Without any of their pictures, return all of the records exactly.

**RECORDS FOR PROCESSING:**
————————

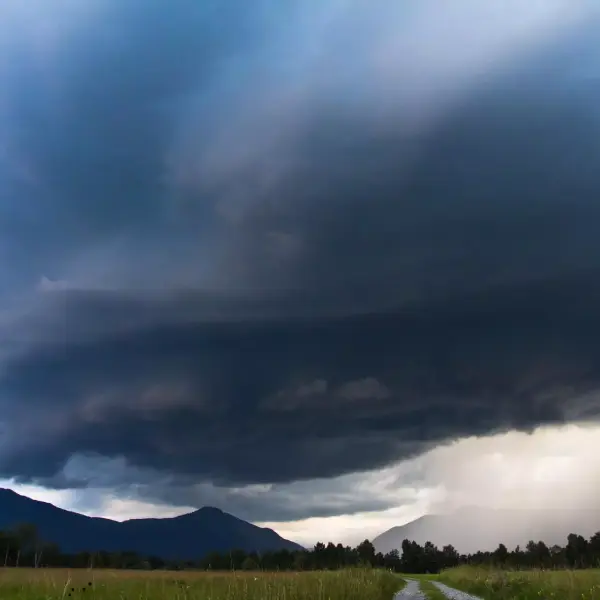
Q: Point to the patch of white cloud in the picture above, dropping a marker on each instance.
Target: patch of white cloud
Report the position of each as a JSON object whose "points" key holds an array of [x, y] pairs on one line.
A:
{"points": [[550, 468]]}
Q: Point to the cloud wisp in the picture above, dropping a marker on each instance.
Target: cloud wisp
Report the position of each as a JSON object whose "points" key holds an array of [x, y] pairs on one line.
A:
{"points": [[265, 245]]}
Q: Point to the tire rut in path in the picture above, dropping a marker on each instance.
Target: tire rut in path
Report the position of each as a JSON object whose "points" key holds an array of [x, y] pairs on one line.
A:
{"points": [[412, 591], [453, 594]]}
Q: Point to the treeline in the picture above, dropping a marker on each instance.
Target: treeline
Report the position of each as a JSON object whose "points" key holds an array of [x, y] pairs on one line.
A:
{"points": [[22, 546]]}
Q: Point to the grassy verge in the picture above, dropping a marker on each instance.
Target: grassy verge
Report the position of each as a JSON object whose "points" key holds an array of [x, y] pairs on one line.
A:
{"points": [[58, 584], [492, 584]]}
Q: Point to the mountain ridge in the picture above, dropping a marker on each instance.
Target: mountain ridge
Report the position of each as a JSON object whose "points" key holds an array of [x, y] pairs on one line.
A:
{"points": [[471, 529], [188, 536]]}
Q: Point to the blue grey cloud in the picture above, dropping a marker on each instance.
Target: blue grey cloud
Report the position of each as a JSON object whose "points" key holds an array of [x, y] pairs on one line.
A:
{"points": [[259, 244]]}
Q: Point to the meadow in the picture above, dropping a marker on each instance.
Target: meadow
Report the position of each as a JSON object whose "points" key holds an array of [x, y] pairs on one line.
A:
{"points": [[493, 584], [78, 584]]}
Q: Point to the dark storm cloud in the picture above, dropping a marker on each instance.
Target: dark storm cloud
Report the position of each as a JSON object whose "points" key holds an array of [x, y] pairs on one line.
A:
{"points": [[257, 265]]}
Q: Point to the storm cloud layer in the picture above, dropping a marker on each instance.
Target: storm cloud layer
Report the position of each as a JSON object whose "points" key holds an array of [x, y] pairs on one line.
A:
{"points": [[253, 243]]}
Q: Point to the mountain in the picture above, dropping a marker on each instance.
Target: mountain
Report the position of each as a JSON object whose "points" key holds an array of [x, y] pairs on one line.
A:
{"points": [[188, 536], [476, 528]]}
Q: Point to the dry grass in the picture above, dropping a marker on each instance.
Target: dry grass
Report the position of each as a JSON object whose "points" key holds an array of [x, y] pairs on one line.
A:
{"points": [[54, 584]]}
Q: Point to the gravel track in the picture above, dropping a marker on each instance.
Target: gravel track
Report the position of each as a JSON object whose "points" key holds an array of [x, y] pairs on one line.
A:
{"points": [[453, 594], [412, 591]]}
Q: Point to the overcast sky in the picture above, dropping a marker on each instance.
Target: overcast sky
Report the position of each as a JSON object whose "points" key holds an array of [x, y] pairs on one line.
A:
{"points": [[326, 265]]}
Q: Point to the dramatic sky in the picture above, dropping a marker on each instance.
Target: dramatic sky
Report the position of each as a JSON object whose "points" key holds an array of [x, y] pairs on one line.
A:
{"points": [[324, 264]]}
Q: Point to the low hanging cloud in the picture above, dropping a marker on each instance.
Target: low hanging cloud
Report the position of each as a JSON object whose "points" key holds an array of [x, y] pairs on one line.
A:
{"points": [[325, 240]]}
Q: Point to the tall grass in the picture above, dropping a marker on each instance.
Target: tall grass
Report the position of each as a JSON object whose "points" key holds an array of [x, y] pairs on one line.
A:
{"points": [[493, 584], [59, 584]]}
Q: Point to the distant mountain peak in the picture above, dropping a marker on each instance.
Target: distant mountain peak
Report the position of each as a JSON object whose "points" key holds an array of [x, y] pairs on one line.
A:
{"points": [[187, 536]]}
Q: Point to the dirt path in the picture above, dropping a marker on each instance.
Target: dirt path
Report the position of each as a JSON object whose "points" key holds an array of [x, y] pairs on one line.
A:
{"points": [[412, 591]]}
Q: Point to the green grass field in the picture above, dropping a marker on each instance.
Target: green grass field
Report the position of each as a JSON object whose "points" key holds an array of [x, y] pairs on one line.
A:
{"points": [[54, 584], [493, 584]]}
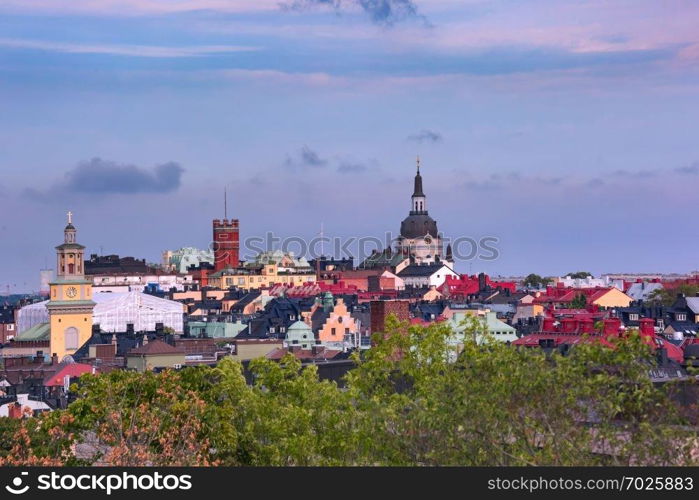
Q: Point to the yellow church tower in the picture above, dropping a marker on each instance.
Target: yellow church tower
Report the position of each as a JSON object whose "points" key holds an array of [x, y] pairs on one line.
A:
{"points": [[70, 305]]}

————————

**REPLY:**
Q: Point to the patch of white cloud in the picture above, dropping a marker on each instance.
Target: patch of white cloud
Report the position of each as a JSON object whose "points" key holds an array of [x, y] pairs on one line.
A:
{"points": [[550, 468]]}
Q: Point to the cloud wisp in the picture above, dropping a marker on each instance.
Target: cloud wisp
Report the position of each as a JSON object whose "points" key holds an array of [x, y] pairs on one line.
A:
{"points": [[265, 245]]}
Q: Point to the tire rut in path in the picture above, dropping a marker on each instance.
Target: tire rut in path
Report the position of each as a JSON object whose "points" key holds an array of [x, y] pairs on one line.
A:
{"points": [[412, 591], [453, 594]]}
Q: Point to the treeline in the picture above, dropping a marker on each instance.
Target: treeline
Report the position of each as a JSON object whose "points" key holds an array of [x, y] pairs on one line.
A:
{"points": [[22, 546]]}
Q: Point to the grassy verge in the picture above, dropping a marker on each instance.
Target: grassy verge
Report the position of each as a JSON object whose "points" key holds an array of [x, y] pairs on one line.
A:
{"points": [[58, 584], [492, 584]]}
Q: Point to the mountain ridge in the picture above, dropping a marker on each instance.
Target: mountain ridge
Report the position of each as a JSON object whose "points" key holds an array of [x, y] pairs on one line.
A:
{"points": [[471, 529], [188, 536]]}
Q: Point to the blue grey cloud in the picture above, dropping a marker on each instance.
Target: blue grey cloud
Report the position of each as a JSON object whose "points" key holds an array of [x, y] pairs on one line.
A:
{"points": [[259, 244]]}
Q: Point to the meadow in the picture above, dropping a marker on each instance.
Target: meadow
Report the position of each as a JSON object whose "points" key holds an array of [x, y] pairs on one line.
A:
{"points": [[493, 584], [78, 584]]}
Q: Point to the dark storm cloud in the picture above, dropping a marker on each instance.
Target: dark storm cloud
Report the position of each as a JSON object whose "points" key holds an array of [x, y] pairs on one line.
A:
{"points": [[257, 265]]}
Q: Point to the storm cloud layer in the picture above, dropping a marker on each instance.
Target: storm cloud layer
Report the position of each as a JSON object whose "points" key holds an array of [x, y] pairs on one line.
A:
{"points": [[253, 243]]}
Q: Point to the mountain in the picture above, dropping a marker on each instance.
Target: mountain
Report the position of each as a JSON object whose "points" key holds an array of [x, y] pairs on one line.
A:
{"points": [[188, 536], [476, 528]]}
Q: Point to the dry grass in the picture above, dropping a marker on each instance.
Target: dry grass
Report the position of each as a JSON object whose "points" key holds an array of [x, y] pairs on one line.
A:
{"points": [[54, 584]]}
Q: Point to the gravel track in the picture above, dropping a marker on each instance.
Target: gravel track
Report the position of each as a JSON object whose "points" key holds an array of [x, y] pairs on one line.
A:
{"points": [[453, 594], [412, 591]]}
Q: Point to the overcast sky in the picture above, dropping a marker on each instance.
Target: overcast sky
Report the position of each as a JSON object whose "points" key holds an array of [x, y] pairs on one line.
A:
{"points": [[326, 265]]}
Q: Point to the dramatic sky in the picture above, dropping a marker on each instance.
Target: dramatic sky
Report the position of each as a JSON object whose "points" key holds an array of [x, y] pairs on one line.
A:
{"points": [[324, 264]]}
Q: Point to the low hanging cloud in the picture above, dropping a marker on each instance.
Target: low hanging cloud
Report the position of each as a JSON object whose "points" key holds an array of [x, y] pairs on one line.
A:
{"points": [[325, 240]]}
Q: Point to the tall grass in the picture above, dropping a marker on each instance.
Target: tall grass
Report the position of each as a JSON object whose "points" key holds an array of [x, y] pairs on one line.
A:
{"points": [[493, 584], [59, 584]]}
Q: Point to the distant mountain peak in the picture above, dropping a marker on each instance.
Target: distant mountain peak
Report the position of each as a JSON object whose "points" key holds an array of [x, y] pairs on one line.
A:
{"points": [[187, 536]]}
Q: Point to the dirt path in the picture above, dropping a marker on each instance.
Target: dirt path
Report the position of each as a JSON object whose "points" key holds an array of [x, y] pairs on one line.
A:
{"points": [[412, 591]]}
Q: Point to the green grass field in the picture above, dropping a marker on each instance.
Target: green grass field
Report the position of each as a JSON object whose "points" key holds an array of [x, y] pairs on one line.
A:
{"points": [[54, 584], [493, 584]]}
Q: Point to the yellow church tower in the picture above, dropping a marker on each instance.
Target: yellow church tower
Report the position of each as a JSON object whose "points" key holds an array of [x, y] pairs on one line.
A:
{"points": [[70, 305]]}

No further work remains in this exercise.